(Data under study)
========

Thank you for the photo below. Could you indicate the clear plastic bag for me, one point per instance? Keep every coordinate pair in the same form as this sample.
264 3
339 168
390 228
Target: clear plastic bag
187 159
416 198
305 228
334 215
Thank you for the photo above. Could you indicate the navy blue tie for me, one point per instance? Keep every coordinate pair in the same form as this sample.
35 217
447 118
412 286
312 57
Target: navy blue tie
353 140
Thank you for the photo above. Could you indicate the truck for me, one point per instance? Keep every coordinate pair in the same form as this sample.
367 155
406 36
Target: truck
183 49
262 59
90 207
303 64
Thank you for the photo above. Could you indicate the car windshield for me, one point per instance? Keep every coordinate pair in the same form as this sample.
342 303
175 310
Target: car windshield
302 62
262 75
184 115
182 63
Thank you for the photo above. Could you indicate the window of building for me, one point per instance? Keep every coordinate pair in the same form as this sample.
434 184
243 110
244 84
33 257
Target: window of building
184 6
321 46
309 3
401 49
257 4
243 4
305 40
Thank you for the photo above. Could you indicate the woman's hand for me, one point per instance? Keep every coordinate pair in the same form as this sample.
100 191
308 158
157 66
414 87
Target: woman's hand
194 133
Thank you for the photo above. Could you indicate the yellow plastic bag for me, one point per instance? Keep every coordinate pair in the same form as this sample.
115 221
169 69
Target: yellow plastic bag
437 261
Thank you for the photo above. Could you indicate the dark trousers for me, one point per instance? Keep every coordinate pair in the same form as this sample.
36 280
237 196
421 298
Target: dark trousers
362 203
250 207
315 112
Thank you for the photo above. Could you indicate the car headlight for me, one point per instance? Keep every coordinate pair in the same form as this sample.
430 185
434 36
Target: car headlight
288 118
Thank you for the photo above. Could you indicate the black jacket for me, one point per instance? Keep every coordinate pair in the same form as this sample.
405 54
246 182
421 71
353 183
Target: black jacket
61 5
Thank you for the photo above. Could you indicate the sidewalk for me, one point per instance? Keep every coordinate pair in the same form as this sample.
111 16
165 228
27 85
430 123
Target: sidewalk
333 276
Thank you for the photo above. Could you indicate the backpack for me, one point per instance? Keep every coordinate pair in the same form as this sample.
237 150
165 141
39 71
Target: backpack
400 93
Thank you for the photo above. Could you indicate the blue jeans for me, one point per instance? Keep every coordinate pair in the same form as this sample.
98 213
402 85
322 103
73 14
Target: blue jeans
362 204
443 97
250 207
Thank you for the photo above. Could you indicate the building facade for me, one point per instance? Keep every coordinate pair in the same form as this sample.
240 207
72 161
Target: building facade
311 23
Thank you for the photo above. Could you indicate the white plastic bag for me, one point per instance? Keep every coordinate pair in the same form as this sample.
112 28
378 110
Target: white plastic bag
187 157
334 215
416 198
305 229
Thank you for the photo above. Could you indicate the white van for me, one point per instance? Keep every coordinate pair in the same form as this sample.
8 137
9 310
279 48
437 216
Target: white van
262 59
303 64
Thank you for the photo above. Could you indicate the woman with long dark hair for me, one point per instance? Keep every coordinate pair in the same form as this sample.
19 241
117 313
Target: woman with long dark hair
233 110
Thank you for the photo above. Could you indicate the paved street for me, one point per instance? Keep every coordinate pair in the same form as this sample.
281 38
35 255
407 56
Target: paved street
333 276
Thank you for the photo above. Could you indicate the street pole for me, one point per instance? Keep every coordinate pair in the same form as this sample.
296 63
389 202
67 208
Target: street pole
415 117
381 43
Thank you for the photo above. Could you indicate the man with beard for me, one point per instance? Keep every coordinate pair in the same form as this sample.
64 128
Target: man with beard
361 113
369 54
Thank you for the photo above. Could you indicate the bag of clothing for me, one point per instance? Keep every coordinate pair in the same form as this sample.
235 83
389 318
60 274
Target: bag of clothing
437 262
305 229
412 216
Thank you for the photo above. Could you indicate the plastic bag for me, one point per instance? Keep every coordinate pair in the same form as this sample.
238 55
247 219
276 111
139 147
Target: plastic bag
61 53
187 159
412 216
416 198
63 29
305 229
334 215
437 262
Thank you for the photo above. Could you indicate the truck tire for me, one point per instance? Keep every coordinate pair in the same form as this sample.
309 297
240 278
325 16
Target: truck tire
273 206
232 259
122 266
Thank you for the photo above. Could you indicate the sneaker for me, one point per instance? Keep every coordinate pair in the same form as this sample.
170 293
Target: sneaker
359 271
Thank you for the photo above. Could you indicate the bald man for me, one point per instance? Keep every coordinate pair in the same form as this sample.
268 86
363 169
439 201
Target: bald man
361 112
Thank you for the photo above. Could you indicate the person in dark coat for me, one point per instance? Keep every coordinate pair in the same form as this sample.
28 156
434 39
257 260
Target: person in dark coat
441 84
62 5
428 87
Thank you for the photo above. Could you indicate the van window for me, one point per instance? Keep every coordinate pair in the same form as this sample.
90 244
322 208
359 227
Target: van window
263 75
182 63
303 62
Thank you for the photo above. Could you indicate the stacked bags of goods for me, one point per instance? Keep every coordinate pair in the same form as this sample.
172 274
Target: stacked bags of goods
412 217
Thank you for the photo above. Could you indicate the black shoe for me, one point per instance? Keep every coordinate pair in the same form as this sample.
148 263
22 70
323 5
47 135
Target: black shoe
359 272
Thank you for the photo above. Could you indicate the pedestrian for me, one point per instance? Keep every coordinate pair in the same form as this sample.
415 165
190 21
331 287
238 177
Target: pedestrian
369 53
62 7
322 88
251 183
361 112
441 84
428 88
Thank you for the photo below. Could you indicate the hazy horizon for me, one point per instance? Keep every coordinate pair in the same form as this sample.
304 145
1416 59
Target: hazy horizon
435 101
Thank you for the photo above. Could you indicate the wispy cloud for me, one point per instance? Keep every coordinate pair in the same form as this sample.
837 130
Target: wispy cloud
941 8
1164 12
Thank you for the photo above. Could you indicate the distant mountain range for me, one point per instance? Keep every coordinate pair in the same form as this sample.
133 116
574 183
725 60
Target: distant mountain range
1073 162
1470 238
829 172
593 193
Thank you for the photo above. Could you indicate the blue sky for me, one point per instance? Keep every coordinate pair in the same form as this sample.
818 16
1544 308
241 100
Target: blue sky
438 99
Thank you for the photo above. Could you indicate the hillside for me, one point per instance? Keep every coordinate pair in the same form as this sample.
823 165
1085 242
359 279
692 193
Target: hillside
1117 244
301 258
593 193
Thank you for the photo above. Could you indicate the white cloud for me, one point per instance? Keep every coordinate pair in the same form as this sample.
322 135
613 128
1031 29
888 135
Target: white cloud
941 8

========

(To do) The response consists of the lines above that contain "below".

(Task output)
Thank you for the photo below. Could you indicate the clear plastic bag for me, one point per instance? Keep every coordinate pair in the same form as this sample.
Thank you for the photo below. Could you indicate the hazy horizon for me, one point per instance? Keep every coordinate pair in the same form as this sample.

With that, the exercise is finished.